- _What is being asked_: Each line from the opening of the records that follow to the line with "M656 500L667 365L578" needs to be written out exactly. Add nothing.

- _The input_:
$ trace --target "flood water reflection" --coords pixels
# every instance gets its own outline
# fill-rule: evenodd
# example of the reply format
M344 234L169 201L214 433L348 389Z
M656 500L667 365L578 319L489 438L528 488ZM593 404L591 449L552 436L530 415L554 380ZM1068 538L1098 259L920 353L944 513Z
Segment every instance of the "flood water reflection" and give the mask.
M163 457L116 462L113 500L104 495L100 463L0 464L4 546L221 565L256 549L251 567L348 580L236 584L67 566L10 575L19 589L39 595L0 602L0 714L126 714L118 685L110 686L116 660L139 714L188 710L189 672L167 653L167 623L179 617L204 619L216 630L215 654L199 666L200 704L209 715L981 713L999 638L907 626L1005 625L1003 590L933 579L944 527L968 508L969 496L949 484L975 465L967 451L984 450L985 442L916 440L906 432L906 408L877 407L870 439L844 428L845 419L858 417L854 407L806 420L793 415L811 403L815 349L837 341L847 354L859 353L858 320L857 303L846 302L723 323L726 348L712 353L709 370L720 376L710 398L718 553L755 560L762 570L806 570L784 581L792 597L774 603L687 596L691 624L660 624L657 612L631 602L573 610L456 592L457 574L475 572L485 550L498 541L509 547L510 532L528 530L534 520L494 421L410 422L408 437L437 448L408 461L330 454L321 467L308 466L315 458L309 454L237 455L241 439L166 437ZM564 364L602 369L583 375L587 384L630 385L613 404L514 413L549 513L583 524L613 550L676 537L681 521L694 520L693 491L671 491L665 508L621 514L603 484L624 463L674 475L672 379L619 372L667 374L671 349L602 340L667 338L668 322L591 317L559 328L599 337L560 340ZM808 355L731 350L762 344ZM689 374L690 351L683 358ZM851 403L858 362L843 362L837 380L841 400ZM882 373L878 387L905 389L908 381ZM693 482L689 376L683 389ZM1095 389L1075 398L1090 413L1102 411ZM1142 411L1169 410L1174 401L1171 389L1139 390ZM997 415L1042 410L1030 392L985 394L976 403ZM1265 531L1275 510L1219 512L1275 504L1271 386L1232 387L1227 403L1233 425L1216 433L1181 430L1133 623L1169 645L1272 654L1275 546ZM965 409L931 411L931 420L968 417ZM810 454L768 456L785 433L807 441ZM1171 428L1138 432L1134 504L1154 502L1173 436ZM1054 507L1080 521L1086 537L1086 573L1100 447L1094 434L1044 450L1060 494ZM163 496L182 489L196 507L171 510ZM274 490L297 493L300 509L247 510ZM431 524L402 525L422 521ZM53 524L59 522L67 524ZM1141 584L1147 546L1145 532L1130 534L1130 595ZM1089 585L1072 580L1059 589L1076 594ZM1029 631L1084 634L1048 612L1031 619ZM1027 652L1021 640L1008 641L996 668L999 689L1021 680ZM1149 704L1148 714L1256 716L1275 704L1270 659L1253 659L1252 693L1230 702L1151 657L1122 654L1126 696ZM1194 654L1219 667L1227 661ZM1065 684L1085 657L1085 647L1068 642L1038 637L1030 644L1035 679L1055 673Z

- _Response_:
$ trace --target "flood water reflection" --coords pixels
# every instance gets its own outline
# fill-rule: evenodd
# example of the reply format
M344 234L169 201L214 433L348 389Z
M656 500L667 365L578 319L489 438L528 488ZM593 404L591 449L552 436L530 415L554 380ZM1068 538L1098 259L920 353L944 513Z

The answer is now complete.